AHA analysis highlights commercial health plan abuses that restrict coverage, increase clinician burnout
A new analysis prepared and released by the American Hospital Association (AHA) highlights commercial health insurance practices that contribute to burnout in the clinical workforce and make it more difficult for some Americans to access the care they need.
While these findings pre-date the COVID-19 public health emergency, the need to resolve them has become increasingly urgent as staff shortages have reached their highest level to date during the pandemic.
The report highlights the adverse impact of the rise in prior authorization and inappropriate reimbursement delays and denials. Under prior authorization, a provider requests approval for coverage from the health plan before delivering a treatment or service. The practice is designed to ensure patients receive the right care in the right place, especially when a therapy is new or high cost. However, health plans have expanded their use of prior authorization to apply to a wide range of routine services, including areas where treatment has not changed and there is no evidence of abuse.
The unnecessary application of prior authorization can lead to higher costs, delays and decreased quality in patient care and increased burden on staff, the report shows. The National Academies of Medicine has identified burnout as being associated with “burdensome administrative processes which divert clinicians’ attention away from patients and detract from patient care.” Prior authorization is one of the practices most frequently cited by clinicians as contributing to burnout.
The number of U.S. nurses reporting symptoms related to burnout has risen to 62 percent, according to a recent national survey conducted by the American Nurses Association.

Collection entries:
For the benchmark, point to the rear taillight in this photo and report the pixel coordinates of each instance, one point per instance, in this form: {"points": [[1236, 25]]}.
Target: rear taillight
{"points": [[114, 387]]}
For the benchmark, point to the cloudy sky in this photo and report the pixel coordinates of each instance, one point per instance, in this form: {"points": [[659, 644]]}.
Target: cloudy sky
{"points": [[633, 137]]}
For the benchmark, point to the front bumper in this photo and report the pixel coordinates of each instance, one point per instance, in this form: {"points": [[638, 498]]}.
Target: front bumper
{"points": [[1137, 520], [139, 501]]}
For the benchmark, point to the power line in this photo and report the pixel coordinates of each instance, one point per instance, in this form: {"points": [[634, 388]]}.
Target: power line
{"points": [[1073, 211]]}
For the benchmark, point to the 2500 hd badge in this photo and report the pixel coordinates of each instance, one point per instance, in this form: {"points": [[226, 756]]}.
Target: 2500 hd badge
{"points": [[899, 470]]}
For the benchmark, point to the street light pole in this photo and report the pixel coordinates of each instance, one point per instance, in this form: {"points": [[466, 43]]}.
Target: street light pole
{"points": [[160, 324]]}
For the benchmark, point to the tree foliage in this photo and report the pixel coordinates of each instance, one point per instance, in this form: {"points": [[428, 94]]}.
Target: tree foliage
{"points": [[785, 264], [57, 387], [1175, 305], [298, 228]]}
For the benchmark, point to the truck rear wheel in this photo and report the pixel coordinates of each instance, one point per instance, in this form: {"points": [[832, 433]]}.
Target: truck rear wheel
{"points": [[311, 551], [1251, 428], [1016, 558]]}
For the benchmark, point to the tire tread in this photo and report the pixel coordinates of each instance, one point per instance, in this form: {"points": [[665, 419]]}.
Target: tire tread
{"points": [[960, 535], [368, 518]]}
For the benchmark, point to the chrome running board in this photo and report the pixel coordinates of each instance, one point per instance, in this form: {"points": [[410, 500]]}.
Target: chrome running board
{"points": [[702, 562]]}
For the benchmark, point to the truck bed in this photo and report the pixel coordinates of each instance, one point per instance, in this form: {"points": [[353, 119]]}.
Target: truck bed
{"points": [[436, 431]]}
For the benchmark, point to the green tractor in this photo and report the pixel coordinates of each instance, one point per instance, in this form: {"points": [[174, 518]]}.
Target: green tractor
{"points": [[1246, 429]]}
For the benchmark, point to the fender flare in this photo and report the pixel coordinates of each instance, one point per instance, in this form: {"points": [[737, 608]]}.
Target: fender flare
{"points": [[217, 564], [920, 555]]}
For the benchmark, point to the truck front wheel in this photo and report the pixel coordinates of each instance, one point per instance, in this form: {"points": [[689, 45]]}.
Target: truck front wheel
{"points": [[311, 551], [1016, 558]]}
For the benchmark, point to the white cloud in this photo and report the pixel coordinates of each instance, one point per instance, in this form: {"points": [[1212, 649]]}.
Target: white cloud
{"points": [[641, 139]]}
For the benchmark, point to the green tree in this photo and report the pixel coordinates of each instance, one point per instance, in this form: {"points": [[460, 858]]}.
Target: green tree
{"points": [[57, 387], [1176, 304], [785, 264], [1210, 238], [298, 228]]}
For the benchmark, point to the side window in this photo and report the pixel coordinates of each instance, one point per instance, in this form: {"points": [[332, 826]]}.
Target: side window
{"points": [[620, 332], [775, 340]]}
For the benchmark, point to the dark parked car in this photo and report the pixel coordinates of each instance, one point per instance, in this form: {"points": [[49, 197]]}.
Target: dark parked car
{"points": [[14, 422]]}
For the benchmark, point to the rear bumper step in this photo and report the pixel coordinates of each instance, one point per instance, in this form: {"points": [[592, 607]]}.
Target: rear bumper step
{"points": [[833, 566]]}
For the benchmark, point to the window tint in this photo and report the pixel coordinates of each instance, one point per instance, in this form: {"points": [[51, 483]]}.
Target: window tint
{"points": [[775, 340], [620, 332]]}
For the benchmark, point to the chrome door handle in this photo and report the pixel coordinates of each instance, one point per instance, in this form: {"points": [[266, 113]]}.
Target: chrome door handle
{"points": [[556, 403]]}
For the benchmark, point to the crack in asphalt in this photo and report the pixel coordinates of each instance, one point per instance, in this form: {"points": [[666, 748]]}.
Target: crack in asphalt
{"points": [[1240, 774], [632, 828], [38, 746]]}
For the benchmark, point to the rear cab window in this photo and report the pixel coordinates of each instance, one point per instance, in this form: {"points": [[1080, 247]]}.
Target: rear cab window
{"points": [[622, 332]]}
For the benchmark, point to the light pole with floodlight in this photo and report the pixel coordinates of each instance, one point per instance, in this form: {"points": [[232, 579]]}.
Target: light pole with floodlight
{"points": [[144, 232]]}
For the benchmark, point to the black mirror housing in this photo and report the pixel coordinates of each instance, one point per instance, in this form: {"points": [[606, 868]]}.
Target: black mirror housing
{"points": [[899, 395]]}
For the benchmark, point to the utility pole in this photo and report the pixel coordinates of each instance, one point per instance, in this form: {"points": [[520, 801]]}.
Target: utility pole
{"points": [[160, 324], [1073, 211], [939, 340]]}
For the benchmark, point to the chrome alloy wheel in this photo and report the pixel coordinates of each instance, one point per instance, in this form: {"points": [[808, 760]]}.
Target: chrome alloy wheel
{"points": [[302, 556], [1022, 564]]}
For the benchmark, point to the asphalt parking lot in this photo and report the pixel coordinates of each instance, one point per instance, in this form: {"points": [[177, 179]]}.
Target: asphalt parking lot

▶ **WHAT IS REQUIRED**
Retype the article on commercial health plan practices from "AHA analysis highlights" down to "during the pandemic.". The material has nothing to do with this.

▶ **FINAL ANSWER**
AHA analysis highlights commercial health plan abuses that restrict coverage, increase clinician burnout
A new analysis prepared and released by the American Hospital Association (AHA) highlights commercial health insurance practices that contribute to burnout in the clinical workforce and make it more difficult for some Americans to access the care they need.
While these findings pre-date the COVID-19 public health emergency, the need to resolve them has become increasingly urgent as staff shortages have reached their highest level to date during the pandemic.